TEXT section start

By Helen LaFave
Communicating during the pandemic has required quick pivots, flexibility, and innovation as cities have worked to quickly and clearly share information about the status of facilities, services, and programs.
In Plymouth, we have relied on a different mix of communications tools than usual during the pandemic. We also considered how to do things differently to support local businesses and reassure the community during a frightening and unfamiliar situation.
Using the right tools
This spring, we opted to forgo publishing two issues of the city newsletter. The fluidity of the situation left no time for printing and mailing. Instead, digital media ruled. The website, social media, email notifications, and online videos offered the timeliness that the situation demanded.
The website has been the hub of all communications. Curating pandemic-related content on a single web page gave residents one website address to remember. From the start, Plymouth staff documented COVID-19-related changes to content on other areas of the website. That comprehensive list will allow staff to efficiently update pages post-pandemic.
Social media and email notifications have played important roles in COVID-19 communications. Both drove traffic to the website, where complete information was available. Pandemic-related social media posts and emails were branded with the same graphic template to help scrolling residents easily spot updates.
During Gov. Walz’s stay-at-home order, video was key — and productions were utilitarian. We worked with the local cable organization, CCX Media, to produce Zoom interviews with staff content experts and our mayor that could be posted online minutes after they were recorded. Interviews offered updates and reassurance that core city services were continuing uninterrupted.

TEXT section end
STUDY MATERIAL section start

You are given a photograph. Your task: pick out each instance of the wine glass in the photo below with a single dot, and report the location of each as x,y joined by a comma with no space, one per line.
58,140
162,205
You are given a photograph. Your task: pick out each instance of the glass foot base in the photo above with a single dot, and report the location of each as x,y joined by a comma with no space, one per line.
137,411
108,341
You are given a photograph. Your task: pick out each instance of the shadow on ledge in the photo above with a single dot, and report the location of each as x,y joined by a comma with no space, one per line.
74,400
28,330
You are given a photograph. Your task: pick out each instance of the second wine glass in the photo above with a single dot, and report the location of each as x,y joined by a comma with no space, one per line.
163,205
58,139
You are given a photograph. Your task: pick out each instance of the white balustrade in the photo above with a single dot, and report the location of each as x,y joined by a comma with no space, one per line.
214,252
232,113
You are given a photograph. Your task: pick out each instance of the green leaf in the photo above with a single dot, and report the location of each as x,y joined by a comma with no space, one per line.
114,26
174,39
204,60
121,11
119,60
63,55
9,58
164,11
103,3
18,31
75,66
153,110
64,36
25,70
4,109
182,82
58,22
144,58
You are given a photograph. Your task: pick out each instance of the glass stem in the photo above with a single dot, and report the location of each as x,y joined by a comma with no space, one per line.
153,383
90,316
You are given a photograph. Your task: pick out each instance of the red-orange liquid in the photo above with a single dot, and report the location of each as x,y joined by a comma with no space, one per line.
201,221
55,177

STUDY MATERIAL section end

__WORK INSTRUCTION__: In the article about Plymouth's pandemic communications, which local cable organization helped the city produce Zoom interviews?

__FINISHED EXERCISE__: CCX Media